- _PROMPT_
Please return all of the data exactly as written.

-------- GIVEN DATA --------

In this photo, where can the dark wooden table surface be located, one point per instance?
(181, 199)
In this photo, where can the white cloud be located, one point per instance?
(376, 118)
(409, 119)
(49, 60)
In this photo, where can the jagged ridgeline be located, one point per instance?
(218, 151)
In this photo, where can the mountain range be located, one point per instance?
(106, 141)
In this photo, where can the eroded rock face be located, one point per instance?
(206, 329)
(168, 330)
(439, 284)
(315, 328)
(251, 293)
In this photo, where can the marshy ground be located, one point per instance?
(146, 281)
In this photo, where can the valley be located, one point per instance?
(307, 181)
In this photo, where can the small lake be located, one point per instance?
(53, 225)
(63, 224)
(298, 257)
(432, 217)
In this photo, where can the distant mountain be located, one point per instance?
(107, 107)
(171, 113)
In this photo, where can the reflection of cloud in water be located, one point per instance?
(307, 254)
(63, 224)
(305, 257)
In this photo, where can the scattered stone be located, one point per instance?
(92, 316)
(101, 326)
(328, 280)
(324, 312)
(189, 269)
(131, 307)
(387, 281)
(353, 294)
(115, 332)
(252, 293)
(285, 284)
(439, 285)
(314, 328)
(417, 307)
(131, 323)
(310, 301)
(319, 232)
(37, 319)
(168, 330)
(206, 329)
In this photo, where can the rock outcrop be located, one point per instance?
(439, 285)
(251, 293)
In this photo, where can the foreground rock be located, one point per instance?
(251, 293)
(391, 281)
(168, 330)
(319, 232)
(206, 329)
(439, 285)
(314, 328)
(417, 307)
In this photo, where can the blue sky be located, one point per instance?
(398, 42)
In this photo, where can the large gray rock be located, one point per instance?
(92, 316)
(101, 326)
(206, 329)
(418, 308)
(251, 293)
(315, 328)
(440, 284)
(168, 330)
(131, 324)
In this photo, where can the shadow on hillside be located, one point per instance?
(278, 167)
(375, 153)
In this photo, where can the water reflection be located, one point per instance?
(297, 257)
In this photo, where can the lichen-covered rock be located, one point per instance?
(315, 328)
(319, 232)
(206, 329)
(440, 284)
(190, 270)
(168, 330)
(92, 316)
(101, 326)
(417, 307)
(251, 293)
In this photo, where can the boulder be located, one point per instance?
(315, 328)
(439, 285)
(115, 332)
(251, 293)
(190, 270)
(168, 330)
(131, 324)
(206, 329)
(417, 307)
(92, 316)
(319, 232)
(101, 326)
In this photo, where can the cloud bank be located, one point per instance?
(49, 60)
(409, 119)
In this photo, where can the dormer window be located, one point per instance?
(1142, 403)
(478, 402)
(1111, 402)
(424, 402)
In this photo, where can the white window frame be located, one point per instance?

--------

- _OUTPUT FOR THIS TASK_
In this photo, where can the dark wooden table surface be located, one point per instance?
(181, 199)
In this photo, where can the white cloud be located, one point per instance?
(376, 118)
(409, 119)
(49, 60)
In this photo, where can the jagged ridgeline be located, one point per instance?
(218, 151)
In this photo, where can the mountain range be located, one point per instance?
(106, 141)
In this photo, where can the eroded rock face be located, one point per instance?
(206, 329)
(168, 330)
(439, 284)
(315, 328)
(251, 293)
In this photo, where can the marshy ground be located, one point per instance?
(146, 281)
In this photo, where can the valley be located, one point per instance?
(307, 181)
In this photo, where can the small lake be located, one point per instance?
(53, 225)
(63, 224)
(298, 257)
(432, 217)
In this photo, where can the distant mountain be located, one point per instance?
(107, 107)
(171, 113)
In this photo, where can the reflection of cloud in water be located, one point per instance?
(307, 254)
(63, 224)
(305, 257)
In this photo, where can the scattered stone be located, one point per instance?
(92, 316)
(101, 326)
(328, 280)
(324, 312)
(189, 269)
(131, 307)
(387, 281)
(353, 294)
(115, 332)
(252, 293)
(285, 284)
(439, 285)
(314, 328)
(417, 307)
(131, 323)
(310, 301)
(319, 232)
(37, 319)
(168, 330)
(206, 329)
In this photo, where can the rock outcrop be located, one point per instance?
(439, 285)
(251, 293)
In this photo, where can the foreground rock be located, one point per instance?
(251, 293)
(391, 281)
(168, 330)
(319, 232)
(206, 329)
(439, 285)
(314, 328)
(417, 307)
In this photo, where can the blue sky be located, one point per instance?
(398, 42)
In this photo, where can the large gray rock be located, one point per instance?
(92, 316)
(101, 326)
(206, 329)
(418, 308)
(251, 293)
(315, 328)
(440, 284)
(168, 330)
(131, 324)
In this photo, where can the shadow on hillside be located, one point per instance?
(278, 167)
(375, 153)
In this photo, where can the water reflection be located, one point per instance?
(297, 257)
In this photo, where can the lichen-covered rock be located, one point per instance?
(315, 328)
(319, 232)
(206, 329)
(440, 284)
(190, 270)
(168, 330)
(92, 316)
(101, 326)
(417, 307)
(251, 293)
In this photo, where can the boulder be located, one point per instance?
(315, 328)
(439, 285)
(115, 332)
(251, 293)
(190, 270)
(168, 330)
(131, 324)
(206, 329)
(417, 307)
(92, 316)
(319, 232)
(101, 326)
In this photo, where can the cloud bank be located, one point per instance?
(49, 60)
(409, 119)
In this photo, where can the dormer window be located, one point per instance?
(1142, 403)
(478, 402)
(1111, 402)
(424, 402)
In this photo, where can the white window frame be located, one point per instance?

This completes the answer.